[WHAT YOU WILL DO]
Render the listing below as a JSON list of strings, one string per line, with any blank lines left out.

[DATA IN THIS EXERCISE]
== == ==

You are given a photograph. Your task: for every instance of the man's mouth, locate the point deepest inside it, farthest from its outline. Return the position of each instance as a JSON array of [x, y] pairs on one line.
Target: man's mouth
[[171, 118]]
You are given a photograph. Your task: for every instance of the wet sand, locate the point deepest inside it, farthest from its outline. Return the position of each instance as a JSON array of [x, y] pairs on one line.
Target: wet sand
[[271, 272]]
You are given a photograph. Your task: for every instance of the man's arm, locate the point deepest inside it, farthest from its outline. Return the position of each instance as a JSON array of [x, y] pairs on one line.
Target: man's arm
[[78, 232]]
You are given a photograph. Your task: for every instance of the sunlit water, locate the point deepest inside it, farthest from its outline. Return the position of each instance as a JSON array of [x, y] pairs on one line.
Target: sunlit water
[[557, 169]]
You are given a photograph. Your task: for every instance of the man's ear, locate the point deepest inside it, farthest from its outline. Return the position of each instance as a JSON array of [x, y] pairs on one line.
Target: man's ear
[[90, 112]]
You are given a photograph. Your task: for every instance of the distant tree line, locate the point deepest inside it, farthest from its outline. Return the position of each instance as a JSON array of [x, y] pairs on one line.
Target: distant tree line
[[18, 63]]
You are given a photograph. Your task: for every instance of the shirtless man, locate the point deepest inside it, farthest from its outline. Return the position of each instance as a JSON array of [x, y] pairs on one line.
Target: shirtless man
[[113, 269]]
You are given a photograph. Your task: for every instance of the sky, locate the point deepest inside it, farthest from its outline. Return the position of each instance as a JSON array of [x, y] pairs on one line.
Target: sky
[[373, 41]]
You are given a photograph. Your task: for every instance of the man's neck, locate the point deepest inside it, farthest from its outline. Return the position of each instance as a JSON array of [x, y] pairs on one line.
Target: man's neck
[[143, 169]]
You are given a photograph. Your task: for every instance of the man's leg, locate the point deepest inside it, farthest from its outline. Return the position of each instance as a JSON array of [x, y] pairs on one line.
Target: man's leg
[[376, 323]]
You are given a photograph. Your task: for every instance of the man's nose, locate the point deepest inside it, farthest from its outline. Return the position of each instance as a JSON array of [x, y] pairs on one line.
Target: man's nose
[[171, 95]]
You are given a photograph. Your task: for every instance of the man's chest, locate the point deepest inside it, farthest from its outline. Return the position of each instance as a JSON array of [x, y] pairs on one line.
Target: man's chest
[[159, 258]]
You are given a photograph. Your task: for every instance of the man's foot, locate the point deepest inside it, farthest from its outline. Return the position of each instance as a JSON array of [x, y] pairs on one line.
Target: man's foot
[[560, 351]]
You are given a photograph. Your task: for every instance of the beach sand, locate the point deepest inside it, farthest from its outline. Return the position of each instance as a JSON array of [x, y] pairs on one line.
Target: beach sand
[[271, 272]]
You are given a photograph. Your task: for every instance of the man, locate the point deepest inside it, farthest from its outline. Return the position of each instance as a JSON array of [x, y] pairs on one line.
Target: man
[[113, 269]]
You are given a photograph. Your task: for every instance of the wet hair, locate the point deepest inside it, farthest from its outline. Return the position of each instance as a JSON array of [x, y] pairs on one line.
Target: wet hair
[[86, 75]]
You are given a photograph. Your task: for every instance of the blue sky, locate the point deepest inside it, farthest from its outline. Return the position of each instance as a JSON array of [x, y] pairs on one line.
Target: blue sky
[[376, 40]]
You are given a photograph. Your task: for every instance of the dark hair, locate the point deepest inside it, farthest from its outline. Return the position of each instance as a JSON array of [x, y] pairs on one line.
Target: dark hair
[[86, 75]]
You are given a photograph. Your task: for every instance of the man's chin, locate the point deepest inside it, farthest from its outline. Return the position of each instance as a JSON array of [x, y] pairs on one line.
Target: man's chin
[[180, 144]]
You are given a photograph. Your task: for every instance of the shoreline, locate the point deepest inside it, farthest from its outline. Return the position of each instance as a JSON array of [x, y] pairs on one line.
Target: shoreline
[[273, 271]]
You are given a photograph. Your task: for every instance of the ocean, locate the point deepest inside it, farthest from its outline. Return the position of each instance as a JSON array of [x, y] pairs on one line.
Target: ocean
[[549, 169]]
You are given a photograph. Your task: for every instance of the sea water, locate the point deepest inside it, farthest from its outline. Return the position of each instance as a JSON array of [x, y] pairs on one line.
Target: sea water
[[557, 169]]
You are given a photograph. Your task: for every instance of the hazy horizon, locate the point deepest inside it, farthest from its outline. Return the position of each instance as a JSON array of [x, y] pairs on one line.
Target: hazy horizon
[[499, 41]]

== == ==

[TASK RESPONSE]
[
  "You are given a photograph. Your task: for every instance of the man's mouth, locate the point deepest inside it, farthest from its outline. Return the position of each instance as a JSON array of [x, y] pairs on one line.",
  "Target: man's mouth",
  "[[171, 118]]",
  "You are given a photograph. Your task: for every instance of the wet sand, locate the point deepest inside it, farthest from its outline. Return the position of each instance as a JSON array of [x, y] pairs on one line.",
  "Target: wet sand",
  "[[271, 272]]",
  "You are given a photograph. Your task: for every instance of the man's arm, locate the point deepest inside it, farthest from its outline. Return the position of each instance as a JSON array of [x, y] pairs on one line.",
  "Target: man's arm",
  "[[78, 232]]",
  "You are given a photograph. Your task: for every instance of the sunlit water, locate the point deepest inside it, farthest from its outline. Return the position of each instance as a JSON array of [x, y] pairs on one line.",
  "Target: sunlit water",
  "[[557, 169]]",
  "You are given a photograph. Your task: for every instance of the man's ear, locate the point deepest inside it, farthest from its outline. Return the position of each instance as a JSON array of [x, y] pairs on one line.",
  "Target: man's ear",
  "[[90, 112]]",
  "You are given a photograph. Your task: for every instance of the distant tree line, locate the point deepest inside it, farthest from its outline. Return the position of each instance as a JSON array of [x, y] pairs on one line.",
  "Target: distant tree line",
  "[[18, 63]]",
  "You are given a photograph. Your task: for every instance of the shirtless man, locate the point deepest inside it, farthest from its outline. Return the position of each instance as a JSON array of [x, y] pairs on one line.",
  "Target: shirtless man",
  "[[113, 269]]",
  "You are given a photograph. Your task: for every instance of the sky, locate the point deepest inside it, farthest from its outline. Return the position of each instance as a JSON array of [x, y] pairs on one line.",
  "Target: sky",
  "[[373, 41]]",
  "You are given a photograph. Your task: for every instance of the man's neck, locate the point deepest inside it, farthest from its outline. Return the position of each instance as a JSON array of [x, y] pairs on one line.",
  "Target: man's neck",
  "[[143, 169]]",
  "You are given a photograph. Your task: for every instance of the man's leg, locate the point deepest inside it, farthest from its outline. Return the position of each instance as a JSON array of [x, y] pairs on one line.",
  "Target: man's leg",
  "[[376, 323]]",
  "You are given a photograph. Your task: for every instance of the man's nose, locate the point deepest inside it, farthest from its outline. Return the position of each instance as a JSON array of [x, y] pairs on one line.",
  "Target: man's nose",
  "[[171, 95]]",
  "You are given a photograph. Your task: for every instance of the man's chest, locate the point deepest inside it, farthest from its outline. Return the position of each instance as a JSON array of [x, y] pairs on one line.",
  "Target: man's chest",
  "[[159, 258]]",
  "You are given a photograph. Your task: for every instance of the man's foot, locate the point deepest inside it, farthest from its outline. Return the position of each instance as a JSON array of [x, y] pairs on one line.",
  "Target: man's foot",
  "[[560, 351]]",
  "You are given a photograph. Your task: for every instance of the beach sand, locate the point deepest inside it, farthest from its outline. Return the position of each instance as a JSON array of [x, y] pairs on one line.",
  "Target: beach sand",
  "[[271, 272]]",
  "You are given a photograph. Your task: for every instance of the man, locate the point deepest inside it, farthest from its outline. Return the position of each instance as a JSON array of [x, y] pairs on one line.",
  "Target: man",
  "[[113, 269]]",
  "You are given a photograph. Your task: for every instance of the wet hair, locate the point deepest inside it, farthest from its outline. Return the position of each instance as a JSON array of [x, y] pairs on one line.",
  "Target: wet hair",
  "[[86, 75]]",
  "You are given a photograph. Your task: for every instance of the blue sky, locate the point deepest inside it, farthest from its outline. Return the position of each instance as a JSON array of [x, y] pairs on one line.",
  "Target: blue sky",
  "[[376, 40]]",
  "You are given a photograph. Your task: for every instance of the dark hair, locate the point deepest inside it, farthest from its outline. Return the position of each instance as a JSON array of [x, y] pairs on one line.",
  "Target: dark hair",
  "[[86, 75]]",
  "You are given a photograph. Your task: for every instance of the man's chin, locate the point deepest inside it, farthest from its outline. Return the position of each instance as a JSON array of [x, y] pairs on one line.",
  "Target: man's chin",
  "[[180, 144]]",
  "You are given a photograph. Your task: for every instance of the shoreline, locate the point deepest inside it, farthest from its outline. Return the position of each instance as a JSON array of [x, y] pairs on one line.",
  "Target: shoreline",
  "[[273, 271]]",
  "You are given a photograph. Your task: for every instance of the ocean, locate the point deepest inside it, farthest from its outline. Return the position of each instance as a JSON array of [x, y] pairs on one line.",
  "Target: ocean",
  "[[549, 169]]",
  "You are given a photograph. Your task: for every instance of the sea water, locate the point deepest inside it, farthest from its outline. Return the position of each instance as a JSON array of [x, y] pairs on one line.",
  "Target: sea water",
  "[[557, 169]]",
  "You are given a photograph. Your task: for every instance of the hazy horizon, locate the point deepest inside it, farthest from its outline. Return the position of each instance as a JSON array of [x, y] pairs on one line.",
  "Target: hazy horizon",
  "[[499, 41]]"
]